◆ **PROBLEM DESCRIPTION**: For every entry below, give an exact repeat and leave out the pictures.

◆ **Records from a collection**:
[Start of Attachment]

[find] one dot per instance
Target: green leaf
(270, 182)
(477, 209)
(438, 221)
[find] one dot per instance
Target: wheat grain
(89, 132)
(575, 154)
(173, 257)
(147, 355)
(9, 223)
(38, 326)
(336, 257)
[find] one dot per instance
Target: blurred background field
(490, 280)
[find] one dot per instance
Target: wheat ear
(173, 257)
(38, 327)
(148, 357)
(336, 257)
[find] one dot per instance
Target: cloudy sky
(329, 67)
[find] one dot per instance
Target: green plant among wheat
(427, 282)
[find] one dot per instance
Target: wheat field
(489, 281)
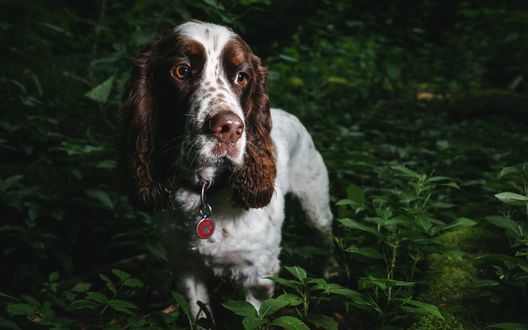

[End of Attachment]

◆ **WRITTEN REPLY**:
[find] one dot per instance
Target: green leaf
(270, 182)
(477, 209)
(438, 221)
[find] one dot per instance
Target: wheat grain
(89, 132)
(575, 154)
(173, 257)
(147, 355)
(9, 223)
(38, 326)
(336, 257)
[find] one dot per instance
Target: blurred background field
(490, 280)
[find] one dot per instance
Target: wheat ear
(173, 257)
(38, 327)
(148, 357)
(336, 257)
[find] one dot per instance
Target: cloudy sky
(329, 67)
[find] one dot per instance
Target: green plant among wheat
(427, 282)
[find] one dot per instance
Target: wheat field
(489, 281)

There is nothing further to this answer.